(MATERIAL FOR THIS EXERCISE begins)

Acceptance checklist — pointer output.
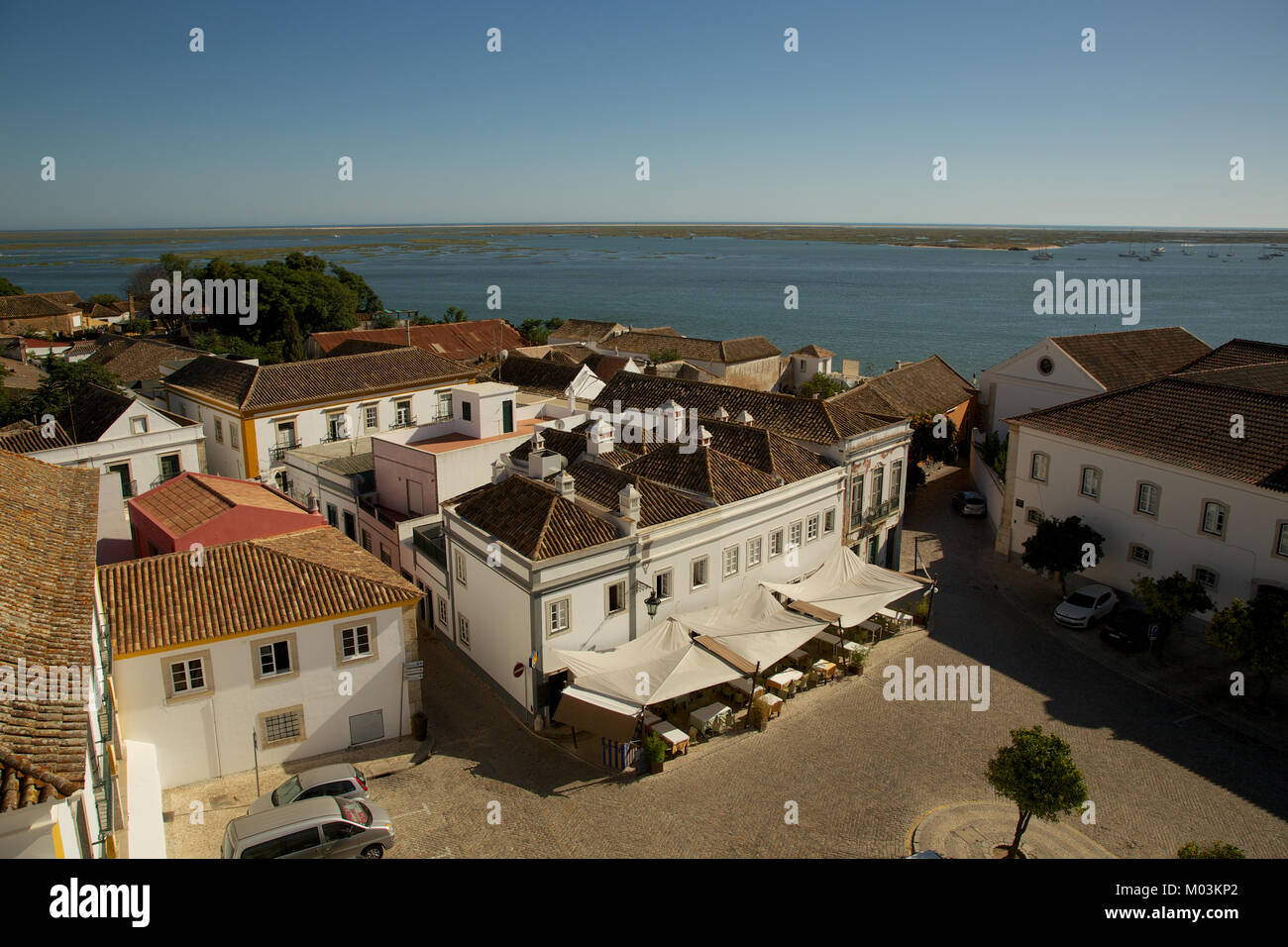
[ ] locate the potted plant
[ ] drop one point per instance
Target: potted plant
(655, 750)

(MATERIAL FOR THIS EXERCISE ends)

**WHAT YOU WILL DO:** Copy, word for word, the line that contains "[ ] locate the potted plant" and every line after it through the end of the records, and nothing else.

**ANSWER TO THIS TASK:**
[ ] locate the potted plant
[ ] drop one point per instance
Target: potted plant
(655, 750)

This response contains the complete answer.